## Given problem
Format the lines below as a JSON list of strings, one string per line and no blank lines, using only everything from the line containing "17, row 93." down to the line containing "column 97, row 77", with both of those lines included.

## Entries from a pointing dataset
+ + +
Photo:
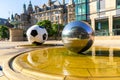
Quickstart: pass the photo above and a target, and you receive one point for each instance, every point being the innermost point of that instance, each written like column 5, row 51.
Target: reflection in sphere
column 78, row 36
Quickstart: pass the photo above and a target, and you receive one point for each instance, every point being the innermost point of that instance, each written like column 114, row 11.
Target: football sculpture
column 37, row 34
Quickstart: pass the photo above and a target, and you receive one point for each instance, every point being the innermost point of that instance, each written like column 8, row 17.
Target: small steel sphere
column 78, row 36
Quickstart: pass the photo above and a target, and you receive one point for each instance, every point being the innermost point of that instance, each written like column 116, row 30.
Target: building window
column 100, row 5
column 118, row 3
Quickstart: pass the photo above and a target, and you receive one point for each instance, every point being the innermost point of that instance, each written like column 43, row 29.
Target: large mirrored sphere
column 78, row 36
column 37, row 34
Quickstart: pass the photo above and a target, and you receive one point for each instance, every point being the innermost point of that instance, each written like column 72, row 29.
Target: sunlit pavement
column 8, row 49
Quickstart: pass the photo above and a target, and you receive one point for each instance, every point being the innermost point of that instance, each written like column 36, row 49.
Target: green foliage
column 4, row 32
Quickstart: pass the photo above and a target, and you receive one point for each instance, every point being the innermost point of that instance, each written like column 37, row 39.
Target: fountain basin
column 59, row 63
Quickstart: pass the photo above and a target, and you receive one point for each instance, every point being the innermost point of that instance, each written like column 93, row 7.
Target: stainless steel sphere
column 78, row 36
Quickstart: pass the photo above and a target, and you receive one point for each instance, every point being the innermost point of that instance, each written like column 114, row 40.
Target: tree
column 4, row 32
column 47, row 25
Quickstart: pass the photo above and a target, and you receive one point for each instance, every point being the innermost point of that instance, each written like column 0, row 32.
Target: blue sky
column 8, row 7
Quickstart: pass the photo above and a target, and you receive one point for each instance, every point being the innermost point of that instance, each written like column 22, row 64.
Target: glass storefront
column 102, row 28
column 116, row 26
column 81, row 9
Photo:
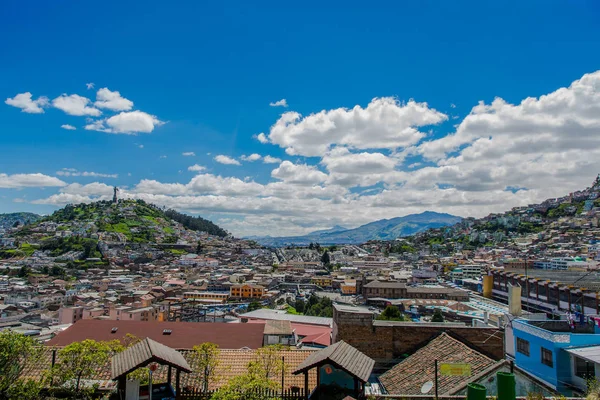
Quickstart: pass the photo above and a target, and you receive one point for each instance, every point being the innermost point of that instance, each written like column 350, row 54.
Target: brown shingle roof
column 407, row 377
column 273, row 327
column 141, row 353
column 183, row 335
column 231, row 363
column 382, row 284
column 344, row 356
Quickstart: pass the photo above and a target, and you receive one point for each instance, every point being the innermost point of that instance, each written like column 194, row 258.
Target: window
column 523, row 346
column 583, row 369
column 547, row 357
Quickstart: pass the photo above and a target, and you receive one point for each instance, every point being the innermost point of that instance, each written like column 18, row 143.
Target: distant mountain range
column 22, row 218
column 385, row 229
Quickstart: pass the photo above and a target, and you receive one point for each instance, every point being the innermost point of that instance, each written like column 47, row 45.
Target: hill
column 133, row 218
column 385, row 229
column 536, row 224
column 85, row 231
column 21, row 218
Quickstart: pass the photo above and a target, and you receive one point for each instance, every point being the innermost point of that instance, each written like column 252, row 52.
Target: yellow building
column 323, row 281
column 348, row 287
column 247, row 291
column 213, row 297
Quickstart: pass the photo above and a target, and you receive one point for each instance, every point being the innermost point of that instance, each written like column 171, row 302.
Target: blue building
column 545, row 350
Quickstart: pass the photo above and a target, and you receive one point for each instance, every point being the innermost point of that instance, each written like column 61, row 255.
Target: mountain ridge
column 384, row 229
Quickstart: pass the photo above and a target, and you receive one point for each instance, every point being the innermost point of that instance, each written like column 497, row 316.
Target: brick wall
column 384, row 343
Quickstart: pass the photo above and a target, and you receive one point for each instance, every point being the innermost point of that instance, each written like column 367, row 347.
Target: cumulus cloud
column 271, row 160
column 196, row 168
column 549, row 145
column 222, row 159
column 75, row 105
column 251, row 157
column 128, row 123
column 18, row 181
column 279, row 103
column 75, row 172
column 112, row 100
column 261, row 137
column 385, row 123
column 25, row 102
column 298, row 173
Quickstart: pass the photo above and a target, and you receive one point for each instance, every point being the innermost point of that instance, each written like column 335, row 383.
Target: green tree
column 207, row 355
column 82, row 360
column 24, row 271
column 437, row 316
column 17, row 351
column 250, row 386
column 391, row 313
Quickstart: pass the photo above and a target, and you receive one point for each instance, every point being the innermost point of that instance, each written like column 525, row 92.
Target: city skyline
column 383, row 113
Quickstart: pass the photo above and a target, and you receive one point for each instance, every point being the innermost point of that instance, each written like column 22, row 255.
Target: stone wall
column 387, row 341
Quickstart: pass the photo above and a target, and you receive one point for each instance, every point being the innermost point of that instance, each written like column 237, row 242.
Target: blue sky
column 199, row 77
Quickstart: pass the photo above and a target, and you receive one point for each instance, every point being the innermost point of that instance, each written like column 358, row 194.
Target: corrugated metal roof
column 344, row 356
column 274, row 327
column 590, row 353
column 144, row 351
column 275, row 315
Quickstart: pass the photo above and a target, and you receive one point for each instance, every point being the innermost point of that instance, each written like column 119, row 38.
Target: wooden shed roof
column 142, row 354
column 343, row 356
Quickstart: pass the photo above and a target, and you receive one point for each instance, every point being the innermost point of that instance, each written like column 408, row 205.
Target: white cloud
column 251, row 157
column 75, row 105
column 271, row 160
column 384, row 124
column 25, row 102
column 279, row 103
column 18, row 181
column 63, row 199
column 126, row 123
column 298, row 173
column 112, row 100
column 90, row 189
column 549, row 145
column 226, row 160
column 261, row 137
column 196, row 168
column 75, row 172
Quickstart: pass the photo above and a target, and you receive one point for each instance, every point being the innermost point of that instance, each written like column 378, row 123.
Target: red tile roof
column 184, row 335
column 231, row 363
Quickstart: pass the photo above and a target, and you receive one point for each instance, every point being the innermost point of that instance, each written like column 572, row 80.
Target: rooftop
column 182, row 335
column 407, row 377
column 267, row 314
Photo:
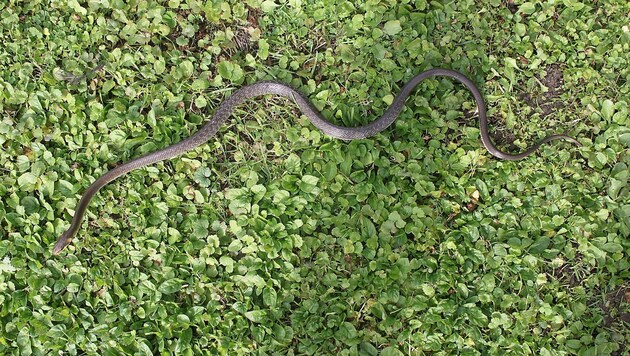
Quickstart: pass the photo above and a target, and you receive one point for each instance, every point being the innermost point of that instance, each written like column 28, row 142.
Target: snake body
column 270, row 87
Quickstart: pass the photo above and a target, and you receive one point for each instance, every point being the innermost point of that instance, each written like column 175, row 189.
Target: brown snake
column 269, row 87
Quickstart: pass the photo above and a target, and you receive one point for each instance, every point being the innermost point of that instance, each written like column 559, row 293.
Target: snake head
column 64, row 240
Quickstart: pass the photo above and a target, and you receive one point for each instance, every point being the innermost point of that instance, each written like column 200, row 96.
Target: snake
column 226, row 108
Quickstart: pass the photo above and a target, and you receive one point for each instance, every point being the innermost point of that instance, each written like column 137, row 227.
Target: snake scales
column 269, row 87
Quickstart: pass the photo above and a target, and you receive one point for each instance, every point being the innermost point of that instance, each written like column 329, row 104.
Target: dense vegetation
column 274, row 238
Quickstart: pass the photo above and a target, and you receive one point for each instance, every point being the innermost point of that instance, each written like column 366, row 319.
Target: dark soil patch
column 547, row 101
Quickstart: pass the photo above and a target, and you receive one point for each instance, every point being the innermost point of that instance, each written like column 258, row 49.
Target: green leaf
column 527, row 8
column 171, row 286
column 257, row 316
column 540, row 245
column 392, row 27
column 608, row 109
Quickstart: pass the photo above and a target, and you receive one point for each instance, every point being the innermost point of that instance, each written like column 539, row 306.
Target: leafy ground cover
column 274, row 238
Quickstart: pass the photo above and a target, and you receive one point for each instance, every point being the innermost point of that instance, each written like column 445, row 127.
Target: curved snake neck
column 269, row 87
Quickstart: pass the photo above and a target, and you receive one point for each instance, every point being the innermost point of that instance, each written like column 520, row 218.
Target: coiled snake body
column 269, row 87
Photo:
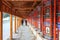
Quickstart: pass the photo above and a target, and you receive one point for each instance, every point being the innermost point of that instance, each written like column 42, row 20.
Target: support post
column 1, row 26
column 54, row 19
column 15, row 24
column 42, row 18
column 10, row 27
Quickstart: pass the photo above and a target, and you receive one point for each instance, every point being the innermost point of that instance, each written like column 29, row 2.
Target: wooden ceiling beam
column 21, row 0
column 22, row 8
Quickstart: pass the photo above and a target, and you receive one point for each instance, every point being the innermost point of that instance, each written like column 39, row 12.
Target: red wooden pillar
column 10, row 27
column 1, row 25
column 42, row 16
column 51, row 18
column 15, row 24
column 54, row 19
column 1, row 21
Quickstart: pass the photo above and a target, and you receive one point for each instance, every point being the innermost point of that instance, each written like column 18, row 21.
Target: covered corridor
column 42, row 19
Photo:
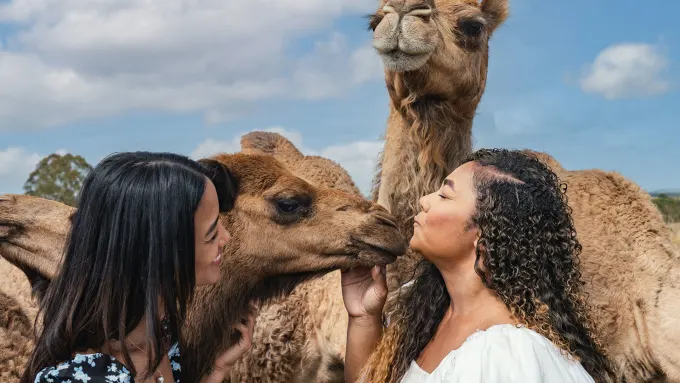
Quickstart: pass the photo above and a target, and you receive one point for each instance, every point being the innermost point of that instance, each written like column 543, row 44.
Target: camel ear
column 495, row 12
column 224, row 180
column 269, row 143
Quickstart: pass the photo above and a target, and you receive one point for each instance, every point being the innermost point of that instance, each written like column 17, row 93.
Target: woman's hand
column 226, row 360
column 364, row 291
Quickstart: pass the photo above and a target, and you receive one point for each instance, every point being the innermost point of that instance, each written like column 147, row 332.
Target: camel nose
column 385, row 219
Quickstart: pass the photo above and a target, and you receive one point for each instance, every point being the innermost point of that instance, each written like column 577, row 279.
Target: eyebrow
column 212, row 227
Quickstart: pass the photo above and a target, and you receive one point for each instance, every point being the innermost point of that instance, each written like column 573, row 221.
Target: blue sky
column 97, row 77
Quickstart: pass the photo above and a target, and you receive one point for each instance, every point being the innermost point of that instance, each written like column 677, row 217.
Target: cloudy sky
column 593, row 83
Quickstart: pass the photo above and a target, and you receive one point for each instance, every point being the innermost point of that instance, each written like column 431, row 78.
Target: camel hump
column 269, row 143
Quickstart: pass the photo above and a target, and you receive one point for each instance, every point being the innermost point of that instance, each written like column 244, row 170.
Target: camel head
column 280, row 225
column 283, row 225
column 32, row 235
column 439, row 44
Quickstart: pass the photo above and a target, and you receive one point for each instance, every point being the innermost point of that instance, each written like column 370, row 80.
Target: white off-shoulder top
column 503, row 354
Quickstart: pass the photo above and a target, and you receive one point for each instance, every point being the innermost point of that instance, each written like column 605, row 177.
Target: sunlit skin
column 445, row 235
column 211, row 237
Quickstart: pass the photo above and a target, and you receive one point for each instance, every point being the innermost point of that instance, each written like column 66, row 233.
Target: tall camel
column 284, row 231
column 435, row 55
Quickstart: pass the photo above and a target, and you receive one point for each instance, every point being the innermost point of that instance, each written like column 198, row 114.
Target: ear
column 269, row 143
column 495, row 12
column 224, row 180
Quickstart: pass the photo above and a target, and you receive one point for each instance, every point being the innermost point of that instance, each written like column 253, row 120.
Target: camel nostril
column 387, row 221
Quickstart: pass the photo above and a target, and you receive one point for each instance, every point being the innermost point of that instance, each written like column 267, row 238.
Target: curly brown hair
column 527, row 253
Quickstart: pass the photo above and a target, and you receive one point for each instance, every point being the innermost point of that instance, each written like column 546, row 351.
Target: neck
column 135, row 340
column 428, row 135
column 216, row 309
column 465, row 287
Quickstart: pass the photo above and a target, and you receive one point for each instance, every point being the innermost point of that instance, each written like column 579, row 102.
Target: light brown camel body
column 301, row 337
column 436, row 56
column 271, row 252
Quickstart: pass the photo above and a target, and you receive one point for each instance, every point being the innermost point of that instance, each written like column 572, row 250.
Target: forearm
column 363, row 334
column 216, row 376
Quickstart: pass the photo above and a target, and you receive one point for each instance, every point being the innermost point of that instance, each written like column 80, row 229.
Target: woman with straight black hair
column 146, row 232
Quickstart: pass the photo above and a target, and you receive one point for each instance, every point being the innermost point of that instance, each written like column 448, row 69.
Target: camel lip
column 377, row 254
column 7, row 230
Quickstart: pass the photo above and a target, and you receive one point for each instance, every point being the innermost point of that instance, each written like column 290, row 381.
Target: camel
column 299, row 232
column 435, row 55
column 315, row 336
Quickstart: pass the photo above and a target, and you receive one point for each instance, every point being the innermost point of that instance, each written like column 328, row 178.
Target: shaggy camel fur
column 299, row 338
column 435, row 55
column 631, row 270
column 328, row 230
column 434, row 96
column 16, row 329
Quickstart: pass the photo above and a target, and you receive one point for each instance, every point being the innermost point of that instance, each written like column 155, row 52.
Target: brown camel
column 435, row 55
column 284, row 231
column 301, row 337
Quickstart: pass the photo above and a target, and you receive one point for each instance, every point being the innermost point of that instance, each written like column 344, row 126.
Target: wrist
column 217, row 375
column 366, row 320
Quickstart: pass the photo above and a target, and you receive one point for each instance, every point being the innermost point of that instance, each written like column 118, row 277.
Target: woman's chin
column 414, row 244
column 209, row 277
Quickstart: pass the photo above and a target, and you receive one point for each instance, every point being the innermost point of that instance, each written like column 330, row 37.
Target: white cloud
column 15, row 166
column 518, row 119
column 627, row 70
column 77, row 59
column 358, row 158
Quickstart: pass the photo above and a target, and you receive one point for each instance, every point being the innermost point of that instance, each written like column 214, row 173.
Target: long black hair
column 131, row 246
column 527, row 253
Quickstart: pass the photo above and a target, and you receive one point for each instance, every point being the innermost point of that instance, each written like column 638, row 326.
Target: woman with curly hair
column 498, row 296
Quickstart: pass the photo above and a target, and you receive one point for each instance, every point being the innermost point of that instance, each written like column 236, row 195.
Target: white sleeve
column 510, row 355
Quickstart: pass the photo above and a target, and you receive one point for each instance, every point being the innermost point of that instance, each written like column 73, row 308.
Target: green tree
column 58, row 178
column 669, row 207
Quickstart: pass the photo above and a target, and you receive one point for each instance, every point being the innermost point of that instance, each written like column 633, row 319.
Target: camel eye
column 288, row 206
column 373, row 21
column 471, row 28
+ + +
## Correct answer
[
  "Quickstart: pass the photo above and a target, and you receive one point for each instance, every point being the innermost point of that instance, each written like column 17, row 93.",
  "Target: woman's hand",
  "column 226, row 360",
  "column 364, row 291",
  "Quickstart: pass the photo above and a target, and you receive one point for each instance, every point being the innermost point of that instance, each written like column 147, row 332.",
  "Target: camel nose",
  "column 385, row 219",
  "Quickstart: pass the photo above and a target, and you receive one point for each instance, every point being the innermost point of that instance, each written like column 577, row 279.",
  "Target: eyebrow",
  "column 212, row 227",
  "Quickstart: pass the photo above and a target, and you receive one point for each instance, every point being the innermost point of that instance, each written like column 573, row 221.",
  "Target: blue sky",
  "column 97, row 77"
]